## INSTRUCTIONS FOR THE TASK
Retype the entries below character for character, starting at the line containing "If it's not too much trouble, could you box the beige" and ending at the line containing "[869,116,955,320]", with both of those lines included.

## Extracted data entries
^^^^
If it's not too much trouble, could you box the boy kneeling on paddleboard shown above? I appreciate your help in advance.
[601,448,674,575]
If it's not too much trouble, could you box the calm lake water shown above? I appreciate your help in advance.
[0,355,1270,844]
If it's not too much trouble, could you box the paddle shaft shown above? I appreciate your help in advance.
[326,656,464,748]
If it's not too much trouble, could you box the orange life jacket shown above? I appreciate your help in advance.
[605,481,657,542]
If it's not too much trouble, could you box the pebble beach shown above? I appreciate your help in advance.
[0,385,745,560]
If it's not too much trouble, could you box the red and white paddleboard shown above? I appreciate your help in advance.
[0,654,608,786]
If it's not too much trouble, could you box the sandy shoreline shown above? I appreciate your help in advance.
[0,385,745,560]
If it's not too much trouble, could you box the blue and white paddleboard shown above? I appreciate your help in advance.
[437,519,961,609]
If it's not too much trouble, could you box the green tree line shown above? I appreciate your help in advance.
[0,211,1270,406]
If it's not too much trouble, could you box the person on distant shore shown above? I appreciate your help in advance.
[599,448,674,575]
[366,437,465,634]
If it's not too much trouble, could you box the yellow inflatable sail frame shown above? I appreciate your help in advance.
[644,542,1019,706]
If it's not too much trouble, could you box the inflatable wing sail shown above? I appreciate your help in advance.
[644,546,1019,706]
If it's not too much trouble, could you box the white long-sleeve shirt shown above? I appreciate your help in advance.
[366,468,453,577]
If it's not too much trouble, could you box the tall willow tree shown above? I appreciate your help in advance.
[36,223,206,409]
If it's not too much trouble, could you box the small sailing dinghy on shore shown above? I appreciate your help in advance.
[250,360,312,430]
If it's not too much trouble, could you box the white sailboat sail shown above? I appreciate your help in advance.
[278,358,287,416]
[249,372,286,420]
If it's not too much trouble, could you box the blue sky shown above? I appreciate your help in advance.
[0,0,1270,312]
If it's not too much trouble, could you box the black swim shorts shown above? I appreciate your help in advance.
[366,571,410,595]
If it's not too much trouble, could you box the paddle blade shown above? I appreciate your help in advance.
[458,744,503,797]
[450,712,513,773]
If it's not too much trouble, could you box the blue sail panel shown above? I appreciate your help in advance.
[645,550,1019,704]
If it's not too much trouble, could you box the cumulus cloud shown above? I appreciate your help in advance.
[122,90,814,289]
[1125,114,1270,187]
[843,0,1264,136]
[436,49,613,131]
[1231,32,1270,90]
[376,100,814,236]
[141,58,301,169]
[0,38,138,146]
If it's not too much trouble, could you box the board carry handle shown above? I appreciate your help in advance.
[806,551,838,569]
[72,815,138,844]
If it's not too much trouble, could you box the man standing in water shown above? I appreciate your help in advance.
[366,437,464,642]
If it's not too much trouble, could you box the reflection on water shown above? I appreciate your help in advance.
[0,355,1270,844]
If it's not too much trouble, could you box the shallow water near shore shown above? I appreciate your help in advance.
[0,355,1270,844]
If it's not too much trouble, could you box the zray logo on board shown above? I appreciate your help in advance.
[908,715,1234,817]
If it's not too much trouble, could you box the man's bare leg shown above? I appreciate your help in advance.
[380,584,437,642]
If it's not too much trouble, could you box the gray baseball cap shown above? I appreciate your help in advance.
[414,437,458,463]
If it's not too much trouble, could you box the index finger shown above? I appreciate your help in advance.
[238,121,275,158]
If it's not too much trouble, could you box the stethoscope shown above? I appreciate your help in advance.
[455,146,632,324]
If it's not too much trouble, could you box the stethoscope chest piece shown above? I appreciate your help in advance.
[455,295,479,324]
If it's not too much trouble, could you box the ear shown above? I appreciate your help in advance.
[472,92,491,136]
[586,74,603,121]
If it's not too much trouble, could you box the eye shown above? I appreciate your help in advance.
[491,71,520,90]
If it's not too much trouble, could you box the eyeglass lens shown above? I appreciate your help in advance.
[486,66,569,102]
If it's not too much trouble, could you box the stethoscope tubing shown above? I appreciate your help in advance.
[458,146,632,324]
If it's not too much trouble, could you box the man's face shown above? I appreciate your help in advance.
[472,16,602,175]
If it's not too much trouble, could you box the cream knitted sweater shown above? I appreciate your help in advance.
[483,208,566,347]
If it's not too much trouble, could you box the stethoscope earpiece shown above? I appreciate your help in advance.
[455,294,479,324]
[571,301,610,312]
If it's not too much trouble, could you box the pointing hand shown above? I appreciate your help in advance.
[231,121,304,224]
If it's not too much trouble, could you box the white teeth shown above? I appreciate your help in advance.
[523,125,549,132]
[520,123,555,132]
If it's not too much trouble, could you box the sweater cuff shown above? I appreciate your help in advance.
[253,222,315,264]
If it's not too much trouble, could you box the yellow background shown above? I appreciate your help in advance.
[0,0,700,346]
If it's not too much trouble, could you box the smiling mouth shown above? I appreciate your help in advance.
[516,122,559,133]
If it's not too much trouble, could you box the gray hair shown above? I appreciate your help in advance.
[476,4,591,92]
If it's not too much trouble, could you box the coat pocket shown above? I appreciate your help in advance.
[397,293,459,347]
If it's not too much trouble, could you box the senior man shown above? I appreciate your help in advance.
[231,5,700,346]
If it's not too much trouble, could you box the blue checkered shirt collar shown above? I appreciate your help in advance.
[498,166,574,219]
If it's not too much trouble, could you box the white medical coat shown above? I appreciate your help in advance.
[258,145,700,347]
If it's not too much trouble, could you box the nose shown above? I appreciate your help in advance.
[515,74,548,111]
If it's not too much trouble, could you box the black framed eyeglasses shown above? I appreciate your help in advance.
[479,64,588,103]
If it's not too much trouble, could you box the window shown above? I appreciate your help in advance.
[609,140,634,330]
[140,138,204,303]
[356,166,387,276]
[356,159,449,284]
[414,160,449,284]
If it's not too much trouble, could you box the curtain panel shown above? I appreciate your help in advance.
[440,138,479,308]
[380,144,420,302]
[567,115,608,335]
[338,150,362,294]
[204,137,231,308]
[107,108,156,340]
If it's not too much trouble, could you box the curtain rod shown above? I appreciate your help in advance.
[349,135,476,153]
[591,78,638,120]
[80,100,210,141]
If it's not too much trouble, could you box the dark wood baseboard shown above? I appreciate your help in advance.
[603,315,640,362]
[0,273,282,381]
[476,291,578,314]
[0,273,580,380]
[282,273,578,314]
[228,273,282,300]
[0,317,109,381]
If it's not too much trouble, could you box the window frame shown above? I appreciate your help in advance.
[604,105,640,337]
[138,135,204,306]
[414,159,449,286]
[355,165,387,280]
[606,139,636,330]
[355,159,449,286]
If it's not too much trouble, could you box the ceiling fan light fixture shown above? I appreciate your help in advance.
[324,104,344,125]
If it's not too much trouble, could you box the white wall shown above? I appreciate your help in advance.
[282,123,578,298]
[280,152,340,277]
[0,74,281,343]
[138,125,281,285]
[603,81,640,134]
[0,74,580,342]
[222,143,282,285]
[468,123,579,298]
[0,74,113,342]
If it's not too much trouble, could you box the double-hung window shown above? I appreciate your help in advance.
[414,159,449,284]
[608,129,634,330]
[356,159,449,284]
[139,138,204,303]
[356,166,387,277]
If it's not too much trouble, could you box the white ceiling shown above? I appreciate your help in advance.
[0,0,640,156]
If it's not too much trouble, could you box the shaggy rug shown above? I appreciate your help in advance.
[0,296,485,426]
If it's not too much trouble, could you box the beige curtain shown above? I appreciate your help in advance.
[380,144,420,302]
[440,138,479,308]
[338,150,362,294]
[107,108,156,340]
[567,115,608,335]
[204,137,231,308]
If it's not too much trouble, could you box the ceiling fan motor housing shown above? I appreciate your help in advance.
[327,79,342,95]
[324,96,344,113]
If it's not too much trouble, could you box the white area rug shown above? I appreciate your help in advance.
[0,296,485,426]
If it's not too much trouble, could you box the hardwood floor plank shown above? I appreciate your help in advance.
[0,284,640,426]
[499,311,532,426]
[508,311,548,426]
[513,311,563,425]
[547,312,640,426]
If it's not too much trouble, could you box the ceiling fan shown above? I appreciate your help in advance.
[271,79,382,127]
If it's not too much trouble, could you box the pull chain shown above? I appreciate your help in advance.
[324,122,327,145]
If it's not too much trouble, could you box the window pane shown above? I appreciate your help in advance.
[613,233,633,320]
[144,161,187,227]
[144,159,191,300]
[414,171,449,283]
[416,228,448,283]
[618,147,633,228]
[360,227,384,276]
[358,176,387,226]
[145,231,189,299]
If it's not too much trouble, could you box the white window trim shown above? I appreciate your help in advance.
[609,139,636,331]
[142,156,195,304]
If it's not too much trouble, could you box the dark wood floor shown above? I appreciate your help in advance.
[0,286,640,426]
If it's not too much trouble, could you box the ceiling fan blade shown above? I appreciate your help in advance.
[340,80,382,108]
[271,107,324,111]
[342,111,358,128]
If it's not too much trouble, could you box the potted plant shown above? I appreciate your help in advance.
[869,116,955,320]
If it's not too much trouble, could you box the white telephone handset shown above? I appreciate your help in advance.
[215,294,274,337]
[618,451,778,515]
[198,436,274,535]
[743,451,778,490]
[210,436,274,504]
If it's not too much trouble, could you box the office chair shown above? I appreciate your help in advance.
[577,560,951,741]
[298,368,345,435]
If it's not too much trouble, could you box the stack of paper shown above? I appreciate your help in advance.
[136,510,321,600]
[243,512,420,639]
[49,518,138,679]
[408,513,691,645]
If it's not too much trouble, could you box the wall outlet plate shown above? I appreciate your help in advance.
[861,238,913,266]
^^^^
## RIGHT ANSWER
If it's not too much trouble, could you box the beige curtain shown above? I appreciate your help in advance.
[380,144,420,302]
[440,138,479,308]
[338,150,362,294]
[107,108,156,340]
[567,115,608,335]
[204,137,231,308]
If it's not too much trouble, could you box the ceiling fan motor housing shown above? I appreciate your help in advance.
[327,79,342,95]
[324,96,344,113]
If it's not too much trouble, could you box the white area rug shown above? I appreciate your help in advance.
[0,296,485,426]
If it's not too much trouble, could you box the hardwood floor plank shown above? I appreciate your help in advance.
[0,284,640,426]
[499,311,532,426]
[508,311,548,426]
[513,311,563,425]
[547,312,640,426]
If it's not too much trouble, could you box the ceiling fan shown above? I appreciate your help in advance.
[271,79,382,127]
If it's not too much trouble, could you box the pull chain shown above? I appreciate your help in advance.
[324,122,327,145]
If it's not too much trouble, could you box the window pane shown above? I appreciate your help in advance.
[613,233,633,320]
[144,161,187,227]
[144,159,191,300]
[414,171,449,283]
[416,228,448,283]
[618,147,633,228]
[360,227,384,276]
[358,176,387,226]
[145,231,189,299]
If it's not too much trouble, could you box the white window trim shown above? I appreciate your help in advance.
[609,139,636,331]
[142,156,195,304]
If it's not too much trouble, could you box the dark wood floor shown above? I appreciate your help in advance.
[0,286,640,426]
If it's not too much trouble, could you box the ceiling fan blade shown above? I appreciate your help in advance.
[340,80,382,108]
[271,107,324,111]
[342,111,358,128]
If it's not too much trouble, could you box the potted plant shown above? I appreciate your help in advance.
[869,116,955,320]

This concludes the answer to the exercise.